- To do: Retype the entries exactly; omit all pictures.

==*==

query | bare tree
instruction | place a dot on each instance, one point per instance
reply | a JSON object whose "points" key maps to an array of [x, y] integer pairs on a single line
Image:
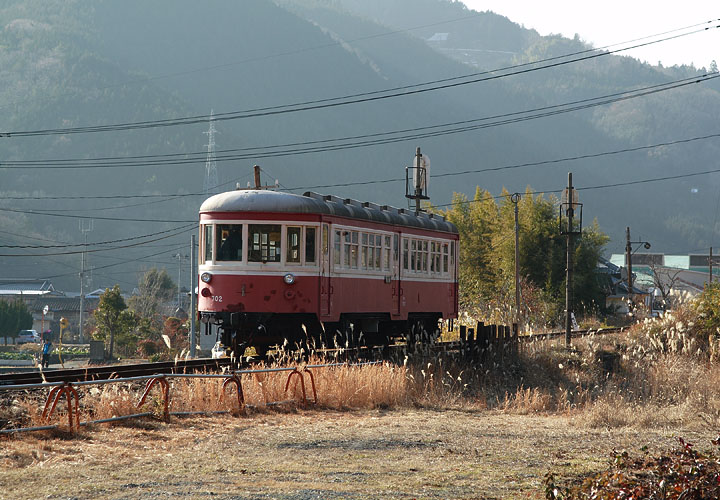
{"points": [[665, 280]]}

==*==

- Task answer:
query | bare tree
instruction | place a dot on each instance, one point per instance
reply | a JSON object whose "points" key maps to an array of [x, y] integer pairs on a single line
Image:
{"points": [[665, 280]]}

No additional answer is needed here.